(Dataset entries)
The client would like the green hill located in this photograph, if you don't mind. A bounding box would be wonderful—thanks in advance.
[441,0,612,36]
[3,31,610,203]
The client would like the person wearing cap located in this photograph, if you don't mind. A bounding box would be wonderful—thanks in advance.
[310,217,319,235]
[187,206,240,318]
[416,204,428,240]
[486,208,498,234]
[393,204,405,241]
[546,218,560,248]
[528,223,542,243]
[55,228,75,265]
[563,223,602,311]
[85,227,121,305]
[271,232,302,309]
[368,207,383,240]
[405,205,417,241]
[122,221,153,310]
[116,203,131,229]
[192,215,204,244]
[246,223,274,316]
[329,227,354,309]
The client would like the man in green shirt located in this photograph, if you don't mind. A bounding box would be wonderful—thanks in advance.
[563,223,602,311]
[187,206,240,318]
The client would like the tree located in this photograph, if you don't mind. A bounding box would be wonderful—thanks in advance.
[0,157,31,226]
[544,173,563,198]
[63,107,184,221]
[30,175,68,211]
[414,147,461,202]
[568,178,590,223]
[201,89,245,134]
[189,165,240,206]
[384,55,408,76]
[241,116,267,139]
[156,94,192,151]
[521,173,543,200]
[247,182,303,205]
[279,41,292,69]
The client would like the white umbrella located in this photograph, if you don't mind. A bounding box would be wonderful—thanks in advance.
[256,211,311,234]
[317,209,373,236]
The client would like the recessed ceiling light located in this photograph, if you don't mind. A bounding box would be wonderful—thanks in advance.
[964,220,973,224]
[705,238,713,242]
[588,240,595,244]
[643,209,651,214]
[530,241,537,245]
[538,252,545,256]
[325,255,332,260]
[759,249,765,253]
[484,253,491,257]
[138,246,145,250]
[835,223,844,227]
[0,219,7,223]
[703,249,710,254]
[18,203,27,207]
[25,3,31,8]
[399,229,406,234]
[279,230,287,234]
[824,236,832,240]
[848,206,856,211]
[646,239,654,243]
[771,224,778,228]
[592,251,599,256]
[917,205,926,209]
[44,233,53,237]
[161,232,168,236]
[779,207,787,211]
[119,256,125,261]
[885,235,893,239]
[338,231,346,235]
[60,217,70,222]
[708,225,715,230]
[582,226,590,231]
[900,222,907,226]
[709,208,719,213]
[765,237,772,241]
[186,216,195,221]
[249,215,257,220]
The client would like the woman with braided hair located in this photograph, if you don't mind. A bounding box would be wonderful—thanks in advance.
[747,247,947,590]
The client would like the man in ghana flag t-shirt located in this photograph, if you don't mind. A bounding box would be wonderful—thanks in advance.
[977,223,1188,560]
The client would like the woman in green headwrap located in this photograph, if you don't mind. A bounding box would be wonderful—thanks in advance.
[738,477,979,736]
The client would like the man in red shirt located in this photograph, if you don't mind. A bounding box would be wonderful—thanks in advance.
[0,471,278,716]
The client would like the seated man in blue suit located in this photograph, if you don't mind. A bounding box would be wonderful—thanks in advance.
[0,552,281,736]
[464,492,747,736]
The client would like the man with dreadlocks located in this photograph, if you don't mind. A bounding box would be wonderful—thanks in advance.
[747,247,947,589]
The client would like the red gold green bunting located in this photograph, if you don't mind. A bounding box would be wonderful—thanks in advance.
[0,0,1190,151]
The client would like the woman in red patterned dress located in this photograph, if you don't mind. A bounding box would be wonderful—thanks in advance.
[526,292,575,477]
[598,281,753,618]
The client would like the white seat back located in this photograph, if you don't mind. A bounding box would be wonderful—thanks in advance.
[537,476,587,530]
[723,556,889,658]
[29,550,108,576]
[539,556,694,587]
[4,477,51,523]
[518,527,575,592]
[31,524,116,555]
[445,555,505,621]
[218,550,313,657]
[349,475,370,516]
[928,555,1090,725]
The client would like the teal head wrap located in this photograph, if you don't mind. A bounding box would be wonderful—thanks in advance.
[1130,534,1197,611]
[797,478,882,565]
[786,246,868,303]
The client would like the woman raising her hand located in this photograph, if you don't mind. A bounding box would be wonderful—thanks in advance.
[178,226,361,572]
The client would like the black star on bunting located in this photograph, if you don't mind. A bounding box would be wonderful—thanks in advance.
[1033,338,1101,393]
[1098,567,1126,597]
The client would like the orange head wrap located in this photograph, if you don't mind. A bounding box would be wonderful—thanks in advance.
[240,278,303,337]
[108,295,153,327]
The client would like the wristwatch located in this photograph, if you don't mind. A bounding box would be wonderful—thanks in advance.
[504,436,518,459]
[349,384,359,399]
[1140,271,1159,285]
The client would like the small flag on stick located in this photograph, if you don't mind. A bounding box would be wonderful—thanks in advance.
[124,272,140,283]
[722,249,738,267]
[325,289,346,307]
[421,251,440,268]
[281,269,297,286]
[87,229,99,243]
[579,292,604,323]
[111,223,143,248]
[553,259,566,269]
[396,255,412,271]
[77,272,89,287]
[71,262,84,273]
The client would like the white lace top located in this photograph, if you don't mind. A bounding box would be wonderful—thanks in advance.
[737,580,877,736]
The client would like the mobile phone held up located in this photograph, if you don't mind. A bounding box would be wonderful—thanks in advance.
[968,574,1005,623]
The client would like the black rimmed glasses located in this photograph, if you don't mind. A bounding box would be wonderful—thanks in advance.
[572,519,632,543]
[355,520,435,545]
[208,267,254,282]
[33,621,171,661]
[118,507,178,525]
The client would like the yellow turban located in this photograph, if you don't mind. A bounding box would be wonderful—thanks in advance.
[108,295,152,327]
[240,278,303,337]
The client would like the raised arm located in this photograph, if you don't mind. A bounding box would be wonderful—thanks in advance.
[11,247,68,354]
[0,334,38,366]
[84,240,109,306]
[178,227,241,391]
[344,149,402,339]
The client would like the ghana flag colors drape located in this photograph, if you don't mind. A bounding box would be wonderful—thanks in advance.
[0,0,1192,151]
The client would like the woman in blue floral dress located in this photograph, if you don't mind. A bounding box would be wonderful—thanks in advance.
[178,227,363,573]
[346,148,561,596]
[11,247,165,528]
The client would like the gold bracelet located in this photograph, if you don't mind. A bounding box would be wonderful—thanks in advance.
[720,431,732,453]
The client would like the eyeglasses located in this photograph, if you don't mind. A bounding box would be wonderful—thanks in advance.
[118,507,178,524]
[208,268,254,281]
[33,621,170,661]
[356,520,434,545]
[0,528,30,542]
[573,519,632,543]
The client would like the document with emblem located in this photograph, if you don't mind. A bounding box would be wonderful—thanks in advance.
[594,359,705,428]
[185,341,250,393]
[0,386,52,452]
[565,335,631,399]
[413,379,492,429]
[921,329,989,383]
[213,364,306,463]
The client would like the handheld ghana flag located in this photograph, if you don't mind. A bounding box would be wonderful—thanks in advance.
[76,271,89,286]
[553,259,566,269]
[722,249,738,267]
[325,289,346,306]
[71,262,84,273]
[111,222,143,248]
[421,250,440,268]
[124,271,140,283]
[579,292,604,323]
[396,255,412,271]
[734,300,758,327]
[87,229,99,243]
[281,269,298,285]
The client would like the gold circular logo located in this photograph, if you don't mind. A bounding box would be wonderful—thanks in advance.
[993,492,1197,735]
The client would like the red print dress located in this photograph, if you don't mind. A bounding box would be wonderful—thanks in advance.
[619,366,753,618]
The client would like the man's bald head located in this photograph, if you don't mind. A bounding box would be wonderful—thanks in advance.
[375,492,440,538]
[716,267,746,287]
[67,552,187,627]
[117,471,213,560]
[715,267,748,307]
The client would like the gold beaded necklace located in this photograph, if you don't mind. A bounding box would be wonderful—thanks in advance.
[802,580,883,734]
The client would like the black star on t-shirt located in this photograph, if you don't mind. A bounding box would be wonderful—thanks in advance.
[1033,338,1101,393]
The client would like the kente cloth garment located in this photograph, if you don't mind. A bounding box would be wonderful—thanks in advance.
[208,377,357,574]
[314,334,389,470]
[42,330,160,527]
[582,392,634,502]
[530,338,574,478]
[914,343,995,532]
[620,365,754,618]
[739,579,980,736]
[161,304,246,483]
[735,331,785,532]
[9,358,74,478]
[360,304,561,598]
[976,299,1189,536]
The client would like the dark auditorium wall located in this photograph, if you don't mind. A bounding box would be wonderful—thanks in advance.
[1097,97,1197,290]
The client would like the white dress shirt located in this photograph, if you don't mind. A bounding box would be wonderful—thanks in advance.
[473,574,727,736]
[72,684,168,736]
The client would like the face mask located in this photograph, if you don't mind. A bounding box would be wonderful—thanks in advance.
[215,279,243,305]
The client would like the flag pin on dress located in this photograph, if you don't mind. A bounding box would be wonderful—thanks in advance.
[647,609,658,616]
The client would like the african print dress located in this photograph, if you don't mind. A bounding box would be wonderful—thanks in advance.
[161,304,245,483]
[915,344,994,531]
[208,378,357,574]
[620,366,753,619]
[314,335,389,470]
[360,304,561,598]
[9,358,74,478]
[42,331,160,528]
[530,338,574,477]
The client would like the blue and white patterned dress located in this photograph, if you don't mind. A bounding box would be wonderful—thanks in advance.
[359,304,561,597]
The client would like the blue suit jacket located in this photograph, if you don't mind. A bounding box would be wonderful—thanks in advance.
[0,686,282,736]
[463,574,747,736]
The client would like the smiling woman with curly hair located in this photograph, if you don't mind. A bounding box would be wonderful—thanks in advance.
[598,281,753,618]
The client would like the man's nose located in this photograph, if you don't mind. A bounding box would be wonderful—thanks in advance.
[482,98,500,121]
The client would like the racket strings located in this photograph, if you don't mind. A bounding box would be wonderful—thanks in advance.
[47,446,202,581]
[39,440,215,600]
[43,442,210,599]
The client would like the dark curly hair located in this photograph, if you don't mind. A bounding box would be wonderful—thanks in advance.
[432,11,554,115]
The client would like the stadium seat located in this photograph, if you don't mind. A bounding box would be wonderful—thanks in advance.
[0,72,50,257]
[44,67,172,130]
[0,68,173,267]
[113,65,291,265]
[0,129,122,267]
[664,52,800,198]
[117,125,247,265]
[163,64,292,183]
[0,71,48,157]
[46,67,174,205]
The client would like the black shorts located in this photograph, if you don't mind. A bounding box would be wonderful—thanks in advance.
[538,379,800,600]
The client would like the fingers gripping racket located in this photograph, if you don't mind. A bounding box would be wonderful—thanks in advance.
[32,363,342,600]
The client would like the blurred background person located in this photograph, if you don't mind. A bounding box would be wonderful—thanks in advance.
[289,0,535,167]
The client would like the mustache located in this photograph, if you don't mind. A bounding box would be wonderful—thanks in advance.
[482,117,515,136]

| DIRECTIONS FOR THIS TASK |
Your answer should consist only of the lines from the one with "The client would like the blue and" through the last line of the entries above, retyped exactly.

| OUTPUT FOR THIS EXERCISE |
The client would like the blue and white patterned dress located in this photograph, if you don't mind. A bounding box would be wonderful—thanks in advance.
[359,304,561,597]
The client would like the blue suit jacket located in this photograph, if you don't mind. A bounding box would be wonderful—thanks in advance.
[0,686,282,736]
[463,574,747,736]
The client would like the smiling woman with curly hair located in this photograph, if you don't mind. A bounding box would be wonderful—thanks in advance.
[598,281,753,618]
The client would like the man's nose located in this photograph, if you don't mind. A bounding box would be wonderful—thanks in advance.
[482,98,500,121]
The client would like the racket strings located in this photograph, if you don't mind. A bounding box would be wonderful—thanks in advance.
[47,446,202,581]
[39,440,215,600]
[43,442,210,599]
The client would like the dark curly hair located in this photograph, if you don't mind. A bounding box would be wonderful—thanks in advance.
[432,11,554,115]
The client would like the stadium seat located in this photograph, if you don't mind. A bounding box would be wonderful—thanks in advance.
[0,72,50,257]
[44,67,172,130]
[0,68,173,267]
[113,65,291,265]
[0,129,122,267]
[664,52,800,198]
[117,125,247,265]
[163,64,292,183]
[0,71,48,157]
[46,67,174,205]
The client would like the black shorts located in this photograph, if you don't mind. A bounding box would be wonderful—thanks in advance.
[538,379,800,600]
The client would like the fingers gripping racket located in this photograph, if you don't mind. A bounding box would be wonderful—thanks in advance.
[32,363,342,600]
The client would like the blurred background person located in this photograph, if you don't mind. A bounding box would be wonderful—thanks in advance.
[289,0,535,167]
The client would like the mustache located in this photograph, if you don't mind. A bounding box would be wonderful—thanks in advance.
[482,117,515,136]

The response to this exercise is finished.